Marche à suivre — Recopiez à l'identique, s'il vous plaît, une partie de l'entretien sur la Banque mondiale en Centrafrique : commencez aux mots qui contiennent « Han Fraeters : En » et arrêtez-vous après « route jusqu’à Amdafock. ».

Extrait proposé —
-------
Han Fraeters : En ce qui concerne la Banque mondiale, nous avons un portefeuille de financement des projets actifs qui s’élevé  à 700 millions de dollars. Je crois que si on voit le niveau de financement que la Banque mondiale donne en Centrafrique par habitant, je dirai que c’est le plus haut par rapport aux autres partenaires.

Par exemple, nous avons approuvé le mois passé au niveau du Conseil d’administration un financement de 50 millions de dollars pour lutter contre l’insécurité alimentaire. On a aussi approuvé 50 millions de dollars dans le cadre d’un projet de l’autonomisation des femmes et filles et 75 millions de dollars pour le projet de connectivité  sur la route de Bangui à Douala mais aussi pour finaliser la construction de route jusqu’à Amdafock.

Je ne crois pas qu’à un moment de l’histoire, la Banque mondiale a arrêté son financement en Centrafrique. Nous sommes engagés aux côtés  gouvernement. Mais ce qui est important qu’on a même souligné dans le rapport est que le gouvernement a beaucoup de chose sous son contrôle. A cet effet, il doit travailler pour augmenter ses propres ressources et je crois que le gouvernement est entrain de maximiser des efforts sur cet aspect à travers les recettes des différents secteurs économiques. Cependant, il doit également faire un bon choix en matière de gestion de chaque ministère pour s’assurer des dépenses.

Oubangui Médias : Dans votre discours de circonstance lors de la présentation des cahiers économiques de la RCA 4em édition, vous avez mis un accent particulier sur le dialogue inclusif. Une idée qui n’est pas partagée par le gouvernement centrafricain en ce qui concerne la présence des groupes armés réunis dans le CPC à la table de discussion. Alors dites-nous quelle sera la réaction de la Banque mondiale au cas où les autorités de Bangui maintiennent leur position vis-à-vis des chefs rebelles?
-------
Enregistrements issus d'un jeu de données —

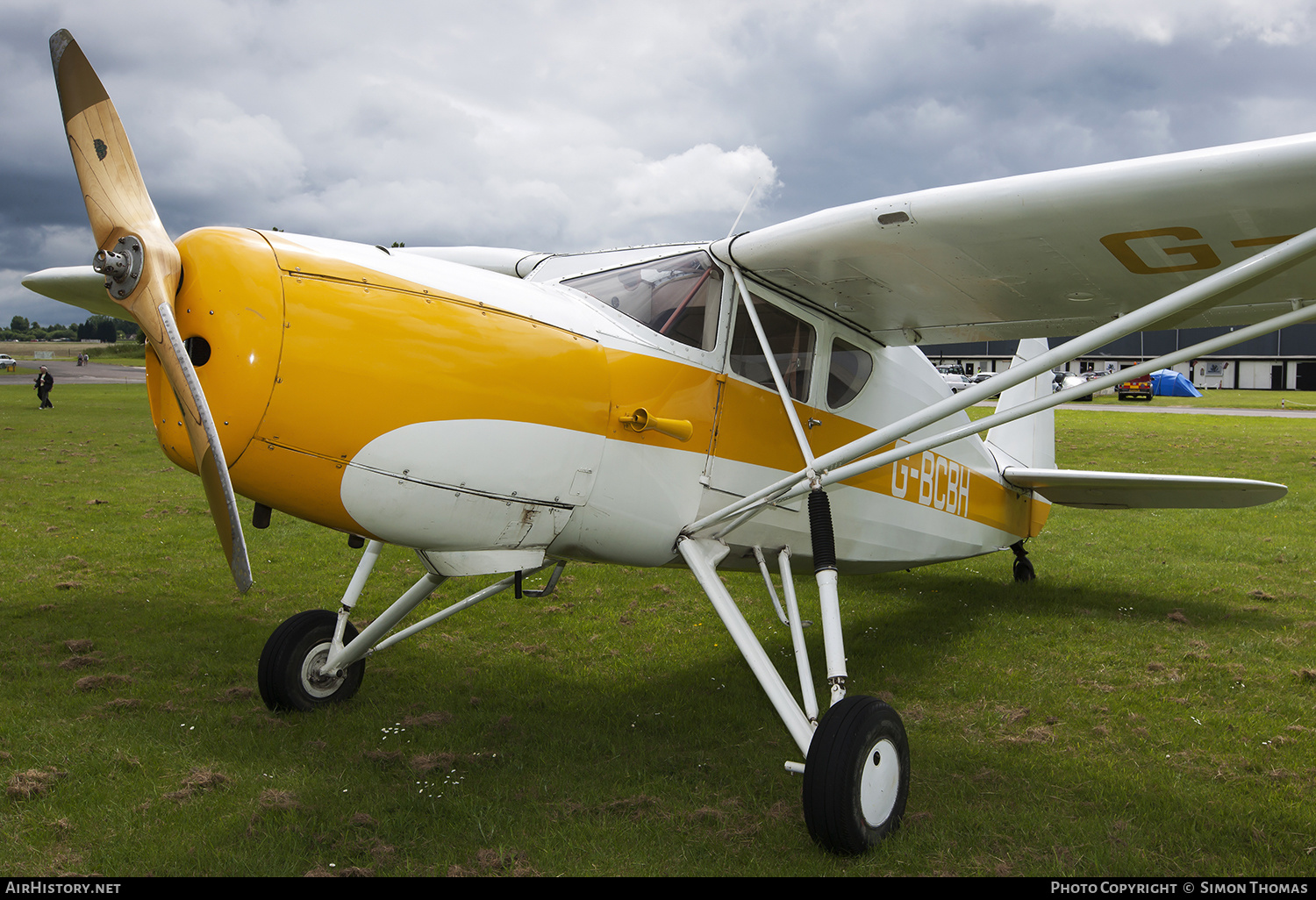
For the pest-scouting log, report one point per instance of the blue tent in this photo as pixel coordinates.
(1169, 383)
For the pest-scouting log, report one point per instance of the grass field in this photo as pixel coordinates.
(1145, 708)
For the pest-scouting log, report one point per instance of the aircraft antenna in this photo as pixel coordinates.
(753, 187)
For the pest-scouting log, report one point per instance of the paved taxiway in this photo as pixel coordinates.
(66, 371)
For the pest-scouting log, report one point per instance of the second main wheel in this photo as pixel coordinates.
-------
Votre réponse —
Han Fraeters : En ce qui concerne la Banque mondiale, nous avons un portefeuille de financement des projets actifs qui s’élevé  à 700 millions de dollars. Je crois que si on voit le niveau de financement que la Banque mondiale donne en Centrafrique par habitant, je dirai que c’est le plus haut par rapport aux autres partenaires.

Par exemple, nous avons approuvé le mois passé au niveau du Conseil d’administration un financement de 50 millions de dollars pour lutter contre l’insécurité alimentaire. On a aussi approuvé 50 millions de dollars dans le cadre d’un projet de l’autonomisation des femmes et filles et 75 millions de dollars pour le projet de connectivité  sur la route de Bangui à Douala mais aussi pour finaliser la construction de route jusqu’à Amdafock.